__EXERCISE GOAL__:
How many lines in the records below hold the string "person"? Please answer with the number and nothing more.

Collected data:
BEGIN

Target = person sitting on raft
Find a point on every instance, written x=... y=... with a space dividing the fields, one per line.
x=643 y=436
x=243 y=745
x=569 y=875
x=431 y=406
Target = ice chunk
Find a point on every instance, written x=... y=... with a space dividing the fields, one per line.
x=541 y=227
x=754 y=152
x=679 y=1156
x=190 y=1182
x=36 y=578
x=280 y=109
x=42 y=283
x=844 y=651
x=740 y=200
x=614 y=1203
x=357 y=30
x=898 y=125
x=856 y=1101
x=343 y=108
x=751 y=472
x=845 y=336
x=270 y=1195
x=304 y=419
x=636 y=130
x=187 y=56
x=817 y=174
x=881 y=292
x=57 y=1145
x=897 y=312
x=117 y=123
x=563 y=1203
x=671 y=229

END
BEGIN

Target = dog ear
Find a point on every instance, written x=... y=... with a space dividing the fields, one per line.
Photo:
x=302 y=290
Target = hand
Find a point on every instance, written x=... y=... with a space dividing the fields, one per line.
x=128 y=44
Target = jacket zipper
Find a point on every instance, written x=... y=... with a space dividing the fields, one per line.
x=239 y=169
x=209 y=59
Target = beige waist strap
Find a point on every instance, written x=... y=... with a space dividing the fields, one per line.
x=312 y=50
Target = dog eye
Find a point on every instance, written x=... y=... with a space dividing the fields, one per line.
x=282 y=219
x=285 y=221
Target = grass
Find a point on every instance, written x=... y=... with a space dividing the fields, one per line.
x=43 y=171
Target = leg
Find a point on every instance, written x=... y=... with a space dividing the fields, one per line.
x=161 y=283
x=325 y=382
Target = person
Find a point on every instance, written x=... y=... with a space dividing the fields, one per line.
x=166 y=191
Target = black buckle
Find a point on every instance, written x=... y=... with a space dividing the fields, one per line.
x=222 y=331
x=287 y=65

END
BEGIN

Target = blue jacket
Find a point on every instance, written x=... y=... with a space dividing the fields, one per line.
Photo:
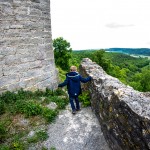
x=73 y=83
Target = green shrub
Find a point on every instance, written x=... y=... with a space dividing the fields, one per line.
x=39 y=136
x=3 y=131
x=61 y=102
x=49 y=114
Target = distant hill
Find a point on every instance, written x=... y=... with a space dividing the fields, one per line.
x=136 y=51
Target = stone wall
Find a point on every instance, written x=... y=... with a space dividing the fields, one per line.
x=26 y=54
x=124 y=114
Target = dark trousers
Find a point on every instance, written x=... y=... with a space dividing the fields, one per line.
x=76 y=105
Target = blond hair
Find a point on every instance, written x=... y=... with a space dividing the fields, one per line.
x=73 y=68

END

__COMPLETED EXERCISE__:
2